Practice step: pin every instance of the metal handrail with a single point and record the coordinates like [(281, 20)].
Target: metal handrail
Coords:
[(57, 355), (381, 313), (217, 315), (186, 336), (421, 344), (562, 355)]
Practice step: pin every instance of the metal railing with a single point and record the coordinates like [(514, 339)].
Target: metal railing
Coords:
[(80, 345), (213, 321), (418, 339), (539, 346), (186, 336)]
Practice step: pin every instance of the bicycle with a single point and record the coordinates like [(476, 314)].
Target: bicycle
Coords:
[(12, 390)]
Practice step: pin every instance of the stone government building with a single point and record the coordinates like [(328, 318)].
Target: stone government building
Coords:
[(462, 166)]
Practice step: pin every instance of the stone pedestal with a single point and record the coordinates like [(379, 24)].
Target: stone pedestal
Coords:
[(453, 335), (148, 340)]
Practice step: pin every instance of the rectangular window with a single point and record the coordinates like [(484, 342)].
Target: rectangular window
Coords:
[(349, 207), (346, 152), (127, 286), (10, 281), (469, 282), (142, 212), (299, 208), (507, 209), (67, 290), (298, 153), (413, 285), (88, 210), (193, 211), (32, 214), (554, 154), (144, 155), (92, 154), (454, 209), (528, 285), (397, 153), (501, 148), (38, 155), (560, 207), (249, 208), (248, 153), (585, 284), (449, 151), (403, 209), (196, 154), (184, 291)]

[Problem to work on]:
Show the lines of the records that include the string "window".

[Task output]:
Practice step: pin every instance of the rectangular window with a single point and record the coordinates like [(484, 342)].
Target: rectangular window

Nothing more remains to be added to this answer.